## INSTRUCTIONS TO FOLLOW
Look below for the line with "of the metal", and from there restate every line word for word until the entries end.

■ ■ ■ ■ ■

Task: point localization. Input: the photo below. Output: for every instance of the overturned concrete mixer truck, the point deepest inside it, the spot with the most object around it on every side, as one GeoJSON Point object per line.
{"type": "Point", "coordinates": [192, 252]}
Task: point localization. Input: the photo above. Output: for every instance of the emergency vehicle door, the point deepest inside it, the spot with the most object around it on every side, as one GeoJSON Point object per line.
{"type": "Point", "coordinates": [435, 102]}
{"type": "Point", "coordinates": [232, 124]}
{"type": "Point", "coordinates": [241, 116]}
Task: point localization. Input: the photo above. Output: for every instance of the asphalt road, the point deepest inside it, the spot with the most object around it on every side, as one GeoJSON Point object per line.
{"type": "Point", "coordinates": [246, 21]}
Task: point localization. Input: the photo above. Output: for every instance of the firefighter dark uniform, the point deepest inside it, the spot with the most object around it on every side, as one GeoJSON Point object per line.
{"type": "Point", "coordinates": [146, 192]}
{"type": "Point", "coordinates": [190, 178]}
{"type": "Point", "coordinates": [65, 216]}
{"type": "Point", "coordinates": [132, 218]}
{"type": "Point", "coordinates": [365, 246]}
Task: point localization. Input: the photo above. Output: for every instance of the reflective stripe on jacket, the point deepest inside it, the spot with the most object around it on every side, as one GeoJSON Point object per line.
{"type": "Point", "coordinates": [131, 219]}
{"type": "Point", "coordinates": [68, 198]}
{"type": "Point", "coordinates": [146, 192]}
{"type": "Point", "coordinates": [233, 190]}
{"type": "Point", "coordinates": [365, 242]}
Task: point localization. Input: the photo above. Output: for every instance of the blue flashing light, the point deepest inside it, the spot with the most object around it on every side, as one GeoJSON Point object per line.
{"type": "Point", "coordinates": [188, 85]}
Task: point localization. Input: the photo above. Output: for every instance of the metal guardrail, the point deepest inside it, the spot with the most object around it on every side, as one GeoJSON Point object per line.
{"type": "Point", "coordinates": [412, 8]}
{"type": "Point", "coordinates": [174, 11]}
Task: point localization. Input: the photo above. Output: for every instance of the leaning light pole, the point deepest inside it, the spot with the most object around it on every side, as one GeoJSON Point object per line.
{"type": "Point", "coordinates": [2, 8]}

■ ■ ■ ■ ■

## OUTPUT FOR THIS EXERCISE
Task: point localization. Input: the photo above. Output: for every instance of the metal guardrail, the point deepest inside it, the spot with the most object around it on every side, as one GeoJSON Point object per line.
{"type": "Point", "coordinates": [412, 8]}
{"type": "Point", "coordinates": [174, 11]}
Task: point localization. Input: the photo above. Output: for every instance of the leaning light pole, the point deepest inside it, the spot with the most object around it on every side, as one GeoJSON Point object per line.
{"type": "Point", "coordinates": [2, 8]}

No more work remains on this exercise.